Суть задания — О чём отрывок из мемуаров «Бесцветный»? Перескажите его в двух предложениях.

Текст документа —
^^^^^^^^^^^^^^^^

Книги«Бесцветный»: Отрывок
из мемуаров комика Тревора Ноя
Бестселлер The New York Times о жизни в ЮАР времён апартеида
В издательстве «Бомбора» вышла книга «Бесцветный» — пронзительные мемуары стендап-комика и ведущего «The Daily Show» Тревора Ноя. Ной родился в ЮАР, застав конец апартеида: мать, которую во времена сегрегации приписали к «чёрным», родила его от «белого», что было незаконно — и в итоге даже попала в тюрьму. Мы публикуем отрывок о жизни матери Тревора, вернее о той её части, которой она поделилась со своим сыном.
. . .
Мама говорила мне: «Я решила, что у меня должен быть ты, потому что мне нужен был кто-то, кого бы я любила и кто безусловно любил бы меня в ответ». Я был результатом её поисков «своего». Она нигде и никогда не чувствовала себя «своей». Она не принадлежала своей матери, не принадлежала своему отцу, не принадлежала брату и сестре. Она выросла в отчуждении и хотела иметь кого-то, кого могла бы называть своим.
Брак бабушки и дедушки был несчастливым. Они встретились и поженились в Софиятауне, но годом позже пришли войска и вышвырнули их оттуда. Правительство конфисковало их дом и сровняло с землёй весь район, чтобы построить красивый новый пригород для белых, Triomf («Триумф» в переводе с африкаанс). Вместе с десятками тысяч других чёрных бабушка и дедушка были насильственно перемещены в Соуэто, в район под названием Мидоулендс. Вскоре они развелись, и бабушка переехала в Орландо со своими детьми — моими мамой, тётей и дядей.
Мама была проблемным ребёнком, озорным, упрямым, дерзким. Бабушка не знала, как её воспитывать. Как бы они ни любили друг друга, эта любовь с годами исчезла в постоянном противостоянии между ними.
Но мама обожала своего отца, очаровательного, харизматичного Темперанса. Она таскалась за ним, как привязанная, во время его маниакальных злоключений. Она увязывалась за ним, когда он шёл пьянствовать в shebeens. Всё, чего она хотела в жизни, — угождать ему и быть с ним. Разные подружки деда всегда пытались отвадить её — они не хотели, чтобы возле них ошивалось напоминание о его предыдущем браке. Но это только сильнее и сильнее заставляло её желать быть с ним.
Когда маме было девять, она сказала своей матери (моей бабушке), что больше не хочет с ней жить. Она хотела жить с отцом. Бабушка ответила: «Если ты этого хочешь — пожалуйста». Темперанс приехал, чтобы забрать мою маму, и она с радостью залезла в его машину, готовая ехать и жить с человеком, которого любила. Но вместо того, чтобы взять её к себе в Мидоулендс, он, даже не сказав ей, по какой причине, отправил её жить к своей сестре в Транскей, хоумленд коса. Ему тоже не надо было, чтобы она с ним жила.

^^^^^^^^^^^^^^^^

Извлечённые записи —
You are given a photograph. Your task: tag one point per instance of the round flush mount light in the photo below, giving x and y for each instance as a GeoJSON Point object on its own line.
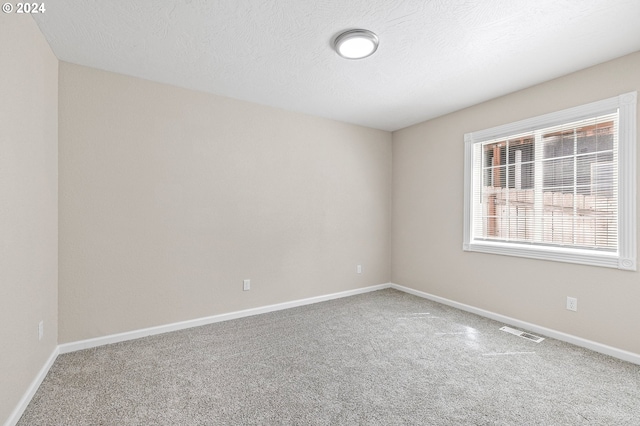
{"type": "Point", "coordinates": [356, 44]}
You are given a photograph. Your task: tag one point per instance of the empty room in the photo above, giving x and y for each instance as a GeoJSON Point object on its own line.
{"type": "Point", "coordinates": [236, 212]}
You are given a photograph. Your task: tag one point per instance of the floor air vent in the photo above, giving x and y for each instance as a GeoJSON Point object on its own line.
{"type": "Point", "coordinates": [522, 334]}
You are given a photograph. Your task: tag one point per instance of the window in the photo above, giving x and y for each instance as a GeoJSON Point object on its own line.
{"type": "Point", "coordinates": [561, 186]}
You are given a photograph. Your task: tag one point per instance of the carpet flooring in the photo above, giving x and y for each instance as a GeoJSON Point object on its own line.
{"type": "Point", "coordinates": [380, 358]}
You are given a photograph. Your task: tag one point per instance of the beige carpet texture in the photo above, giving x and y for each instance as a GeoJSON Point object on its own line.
{"type": "Point", "coordinates": [381, 358]}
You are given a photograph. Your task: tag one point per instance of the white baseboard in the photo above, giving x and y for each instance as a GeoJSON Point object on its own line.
{"type": "Point", "coordinates": [558, 335]}
{"type": "Point", "coordinates": [136, 334]}
{"type": "Point", "coordinates": [31, 391]}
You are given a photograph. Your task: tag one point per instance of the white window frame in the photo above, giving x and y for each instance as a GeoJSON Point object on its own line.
{"type": "Point", "coordinates": [625, 256]}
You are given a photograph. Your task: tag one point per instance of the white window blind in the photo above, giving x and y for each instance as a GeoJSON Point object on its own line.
{"type": "Point", "coordinates": [554, 187]}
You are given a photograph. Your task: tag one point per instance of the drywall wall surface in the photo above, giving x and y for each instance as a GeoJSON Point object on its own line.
{"type": "Point", "coordinates": [28, 206]}
{"type": "Point", "coordinates": [427, 213]}
{"type": "Point", "coordinates": [170, 198]}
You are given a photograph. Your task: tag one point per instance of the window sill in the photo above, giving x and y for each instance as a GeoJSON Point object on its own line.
{"type": "Point", "coordinates": [557, 254]}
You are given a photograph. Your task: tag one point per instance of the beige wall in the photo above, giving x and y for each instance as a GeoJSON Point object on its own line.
{"type": "Point", "coordinates": [427, 221]}
{"type": "Point", "coordinates": [28, 206]}
{"type": "Point", "coordinates": [169, 198]}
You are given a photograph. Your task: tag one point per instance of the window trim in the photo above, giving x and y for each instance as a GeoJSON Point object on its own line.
{"type": "Point", "coordinates": [625, 256]}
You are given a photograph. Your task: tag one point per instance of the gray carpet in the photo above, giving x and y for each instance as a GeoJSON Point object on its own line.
{"type": "Point", "coordinates": [382, 358]}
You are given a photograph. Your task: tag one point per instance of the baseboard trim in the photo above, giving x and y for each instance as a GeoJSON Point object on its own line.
{"type": "Point", "coordinates": [558, 335]}
{"type": "Point", "coordinates": [136, 334]}
{"type": "Point", "coordinates": [31, 391]}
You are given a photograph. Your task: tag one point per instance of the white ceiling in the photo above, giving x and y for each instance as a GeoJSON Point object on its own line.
{"type": "Point", "coordinates": [435, 56]}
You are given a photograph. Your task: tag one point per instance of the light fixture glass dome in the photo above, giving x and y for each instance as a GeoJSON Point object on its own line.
{"type": "Point", "coordinates": [356, 44]}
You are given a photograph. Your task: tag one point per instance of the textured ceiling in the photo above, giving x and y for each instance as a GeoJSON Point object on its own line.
{"type": "Point", "coordinates": [435, 56]}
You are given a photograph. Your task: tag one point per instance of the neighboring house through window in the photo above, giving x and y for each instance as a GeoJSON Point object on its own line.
{"type": "Point", "coordinates": [557, 187]}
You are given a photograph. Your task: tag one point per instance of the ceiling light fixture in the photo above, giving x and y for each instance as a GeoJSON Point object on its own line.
{"type": "Point", "coordinates": [356, 44]}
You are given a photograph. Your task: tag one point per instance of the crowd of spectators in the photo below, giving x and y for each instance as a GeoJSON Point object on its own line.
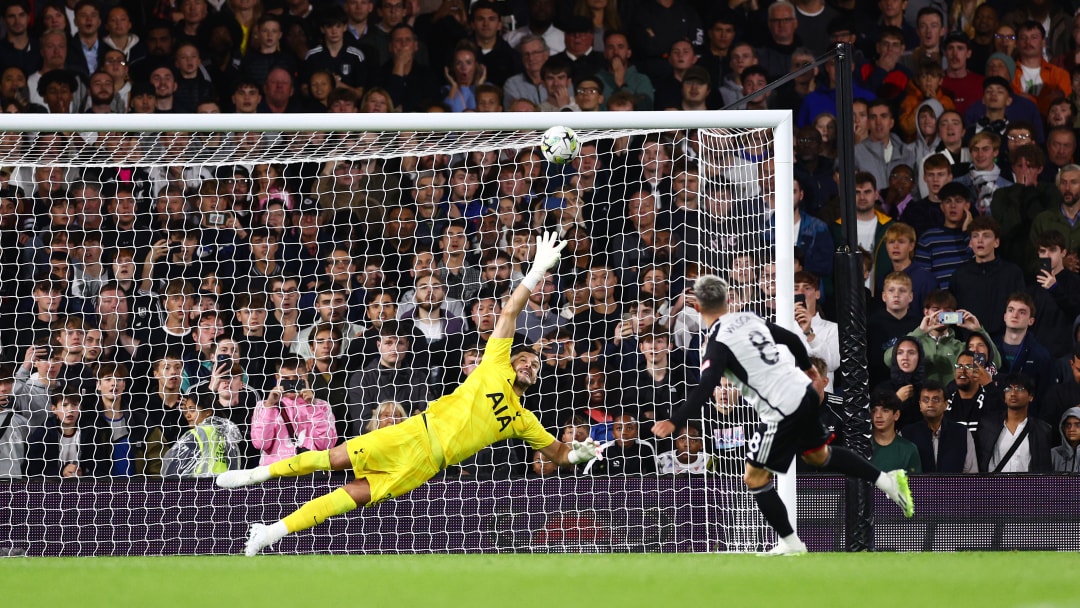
{"type": "Point", "coordinates": [184, 319]}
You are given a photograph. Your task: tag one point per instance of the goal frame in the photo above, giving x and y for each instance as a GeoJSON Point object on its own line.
{"type": "Point", "coordinates": [780, 122]}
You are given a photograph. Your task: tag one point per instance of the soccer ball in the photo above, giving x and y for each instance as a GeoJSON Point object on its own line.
{"type": "Point", "coordinates": [559, 145]}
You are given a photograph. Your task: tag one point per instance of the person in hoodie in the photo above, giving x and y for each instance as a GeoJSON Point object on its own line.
{"type": "Point", "coordinates": [949, 143]}
{"type": "Point", "coordinates": [907, 372]}
{"type": "Point", "coordinates": [64, 446]}
{"type": "Point", "coordinates": [983, 284]}
{"type": "Point", "coordinates": [1066, 457]}
{"type": "Point", "coordinates": [1021, 351]}
{"type": "Point", "coordinates": [926, 85]}
{"type": "Point", "coordinates": [926, 136]}
{"type": "Point", "coordinates": [984, 175]}
{"type": "Point", "coordinates": [1056, 293]}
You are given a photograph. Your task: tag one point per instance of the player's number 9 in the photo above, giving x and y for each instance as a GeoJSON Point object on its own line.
{"type": "Point", "coordinates": [765, 348]}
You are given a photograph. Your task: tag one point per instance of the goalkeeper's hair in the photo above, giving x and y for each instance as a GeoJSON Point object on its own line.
{"type": "Point", "coordinates": [712, 293]}
{"type": "Point", "coordinates": [518, 349]}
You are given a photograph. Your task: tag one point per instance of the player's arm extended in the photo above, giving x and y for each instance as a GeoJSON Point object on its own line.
{"type": "Point", "coordinates": [564, 455]}
{"type": "Point", "coordinates": [549, 248]}
{"type": "Point", "coordinates": [712, 370]}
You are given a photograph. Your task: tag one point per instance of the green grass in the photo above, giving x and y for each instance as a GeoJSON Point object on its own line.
{"type": "Point", "coordinates": [914, 580]}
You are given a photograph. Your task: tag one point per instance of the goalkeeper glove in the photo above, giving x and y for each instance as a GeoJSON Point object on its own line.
{"type": "Point", "coordinates": [583, 451]}
{"type": "Point", "coordinates": [549, 250]}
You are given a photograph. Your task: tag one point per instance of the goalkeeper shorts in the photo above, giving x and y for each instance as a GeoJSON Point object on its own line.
{"type": "Point", "coordinates": [394, 459]}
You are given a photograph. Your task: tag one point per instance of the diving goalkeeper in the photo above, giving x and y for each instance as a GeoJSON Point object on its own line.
{"type": "Point", "coordinates": [484, 409]}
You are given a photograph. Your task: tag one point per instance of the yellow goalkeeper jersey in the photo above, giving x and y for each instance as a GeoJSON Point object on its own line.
{"type": "Point", "coordinates": [484, 409]}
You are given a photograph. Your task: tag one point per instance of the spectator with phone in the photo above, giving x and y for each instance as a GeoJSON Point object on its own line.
{"type": "Point", "coordinates": [972, 393]}
{"type": "Point", "coordinates": [1056, 293]}
{"type": "Point", "coordinates": [821, 336]}
{"type": "Point", "coordinates": [1021, 350]}
{"type": "Point", "coordinates": [291, 419]}
{"type": "Point", "coordinates": [983, 284]}
{"type": "Point", "coordinates": [35, 381]}
{"type": "Point", "coordinates": [204, 335]}
{"type": "Point", "coordinates": [937, 335]}
{"type": "Point", "coordinates": [986, 354]}
{"type": "Point", "coordinates": [14, 427]}
{"type": "Point", "coordinates": [64, 447]}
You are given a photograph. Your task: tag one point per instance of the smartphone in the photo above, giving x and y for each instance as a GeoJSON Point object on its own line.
{"type": "Point", "coordinates": [553, 348]}
{"type": "Point", "coordinates": [950, 318]}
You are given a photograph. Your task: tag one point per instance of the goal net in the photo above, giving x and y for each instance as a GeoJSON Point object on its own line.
{"type": "Point", "coordinates": [161, 275]}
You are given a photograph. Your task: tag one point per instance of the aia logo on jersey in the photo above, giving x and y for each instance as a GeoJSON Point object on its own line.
{"type": "Point", "coordinates": [500, 410]}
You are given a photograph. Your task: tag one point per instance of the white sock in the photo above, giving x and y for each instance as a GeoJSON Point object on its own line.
{"type": "Point", "coordinates": [886, 484]}
{"type": "Point", "coordinates": [277, 531]}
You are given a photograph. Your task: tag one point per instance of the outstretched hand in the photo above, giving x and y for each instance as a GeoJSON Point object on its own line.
{"type": "Point", "coordinates": [662, 429]}
{"type": "Point", "coordinates": [582, 451]}
{"type": "Point", "coordinates": [549, 250]}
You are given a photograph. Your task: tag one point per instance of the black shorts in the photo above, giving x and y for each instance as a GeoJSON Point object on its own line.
{"type": "Point", "coordinates": [774, 444]}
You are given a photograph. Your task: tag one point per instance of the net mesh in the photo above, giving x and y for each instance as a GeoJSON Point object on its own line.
{"type": "Point", "coordinates": [142, 267]}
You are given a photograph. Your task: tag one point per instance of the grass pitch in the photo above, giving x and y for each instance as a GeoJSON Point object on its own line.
{"type": "Point", "coordinates": [913, 580]}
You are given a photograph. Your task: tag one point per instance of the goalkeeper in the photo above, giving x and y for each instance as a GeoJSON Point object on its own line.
{"type": "Point", "coordinates": [484, 409]}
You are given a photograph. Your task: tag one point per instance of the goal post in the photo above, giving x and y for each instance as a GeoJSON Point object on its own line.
{"type": "Point", "coordinates": [161, 239]}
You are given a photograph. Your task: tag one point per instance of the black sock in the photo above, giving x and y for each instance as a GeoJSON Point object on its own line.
{"type": "Point", "coordinates": [842, 460]}
{"type": "Point", "coordinates": [773, 509]}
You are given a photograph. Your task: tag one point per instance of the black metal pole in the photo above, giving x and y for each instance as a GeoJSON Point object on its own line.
{"type": "Point", "coordinates": [851, 310]}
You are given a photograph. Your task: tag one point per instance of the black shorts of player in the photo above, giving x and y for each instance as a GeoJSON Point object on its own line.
{"type": "Point", "coordinates": [775, 444]}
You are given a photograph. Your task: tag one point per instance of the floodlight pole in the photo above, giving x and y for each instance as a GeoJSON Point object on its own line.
{"type": "Point", "coordinates": [851, 313]}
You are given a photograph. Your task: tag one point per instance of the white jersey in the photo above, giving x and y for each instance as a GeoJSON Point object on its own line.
{"type": "Point", "coordinates": [744, 349]}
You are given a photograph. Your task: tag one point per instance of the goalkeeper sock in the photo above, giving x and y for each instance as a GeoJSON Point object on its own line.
{"type": "Point", "coordinates": [842, 460]}
{"type": "Point", "coordinates": [318, 510]}
{"type": "Point", "coordinates": [301, 464]}
{"type": "Point", "coordinates": [773, 509]}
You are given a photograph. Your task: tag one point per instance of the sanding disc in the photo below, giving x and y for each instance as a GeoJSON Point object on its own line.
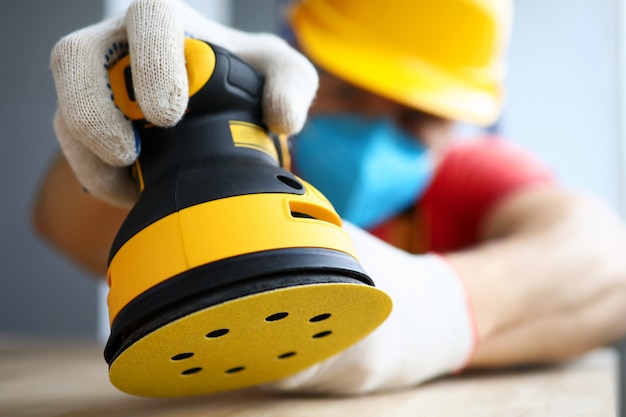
{"type": "Point", "coordinates": [249, 340]}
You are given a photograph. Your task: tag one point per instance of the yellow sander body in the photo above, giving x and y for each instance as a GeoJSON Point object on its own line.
{"type": "Point", "coordinates": [229, 271]}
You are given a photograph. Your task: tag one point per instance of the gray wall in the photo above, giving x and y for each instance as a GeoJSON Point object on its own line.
{"type": "Point", "coordinates": [40, 292]}
{"type": "Point", "coordinates": [562, 102]}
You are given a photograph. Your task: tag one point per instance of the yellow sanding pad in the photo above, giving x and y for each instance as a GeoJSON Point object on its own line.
{"type": "Point", "coordinates": [249, 340]}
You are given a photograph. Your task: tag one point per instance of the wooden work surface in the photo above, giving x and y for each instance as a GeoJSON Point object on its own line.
{"type": "Point", "coordinates": [70, 379]}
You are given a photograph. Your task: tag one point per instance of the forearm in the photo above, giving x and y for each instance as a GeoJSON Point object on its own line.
{"type": "Point", "coordinates": [552, 286]}
{"type": "Point", "coordinates": [74, 222]}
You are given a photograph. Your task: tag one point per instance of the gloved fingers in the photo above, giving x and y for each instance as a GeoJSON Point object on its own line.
{"type": "Point", "coordinates": [291, 82]}
{"type": "Point", "coordinates": [79, 66]}
{"type": "Point", "coordinates": [156, 41]}
{"type": "Point", "coordinates": [109, 183]}
{"type": "Point", "coordinates": [290, 79]}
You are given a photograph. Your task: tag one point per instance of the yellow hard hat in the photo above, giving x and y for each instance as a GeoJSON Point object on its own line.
{"type": "Point", "coordinates": [445, 57]}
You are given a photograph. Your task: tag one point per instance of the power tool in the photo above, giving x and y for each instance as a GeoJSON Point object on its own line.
{"type": "Point", "coordinates": [229, 271]}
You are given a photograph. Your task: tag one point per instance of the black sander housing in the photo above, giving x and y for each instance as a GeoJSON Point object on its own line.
{"type": "Point", "coordinates": [229, 271]}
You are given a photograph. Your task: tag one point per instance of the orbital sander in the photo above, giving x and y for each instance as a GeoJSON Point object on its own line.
{"type": "Point", "coordinates": [229, 271]}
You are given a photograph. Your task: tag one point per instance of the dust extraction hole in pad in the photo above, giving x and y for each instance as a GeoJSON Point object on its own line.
{"type": "Point", "coordinates": [247, 341]}
{"type": "Point", "coordinates": [229, 271]}
{"type": "Point", "coordinates": [221, 332]}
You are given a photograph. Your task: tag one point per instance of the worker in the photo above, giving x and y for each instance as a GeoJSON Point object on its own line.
{"type": "Point", "coordinates": [489, 262]}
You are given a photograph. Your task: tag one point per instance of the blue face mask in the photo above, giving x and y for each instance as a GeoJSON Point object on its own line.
{"type": "Point", "coordinates": [368, 168]}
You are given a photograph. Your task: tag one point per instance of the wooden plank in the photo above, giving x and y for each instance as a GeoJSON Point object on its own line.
{"type": "Point", "coordinates": [46, 379]}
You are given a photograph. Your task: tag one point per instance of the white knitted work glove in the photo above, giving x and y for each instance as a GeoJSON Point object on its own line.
{"type": "Point", "coordinates": [429, 333]}
{"type": "Point", "coordinates": [99, 142]}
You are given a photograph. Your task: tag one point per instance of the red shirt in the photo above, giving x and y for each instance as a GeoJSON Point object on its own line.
{"type": "Point", "coordinates": [472, 178]}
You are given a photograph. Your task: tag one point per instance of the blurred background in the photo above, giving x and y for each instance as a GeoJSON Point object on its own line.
{"type": "Point", "coordinates": [566, 88]}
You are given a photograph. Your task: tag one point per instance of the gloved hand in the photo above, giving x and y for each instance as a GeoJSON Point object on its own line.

^^^^^^^^^^^^^^^^

Ответ — Мать Тревора Ноя выросла в отчуждении, нигде не чувствовала себя «своей» и решила родить сына, чтобы у неё был тот, кого она будет любить и кто безусловно будет любить её. После насильственного переселения в Соуэто её родители развелись, отношения с матерью у неё свелись к постоянному противостоянию, а обожаемый отец Темперанс, к которому она в девять лет попросилась жить, отправил её к своей сестре в Транскей, так как ему тоже не нужно было, чтобы она жила с ним.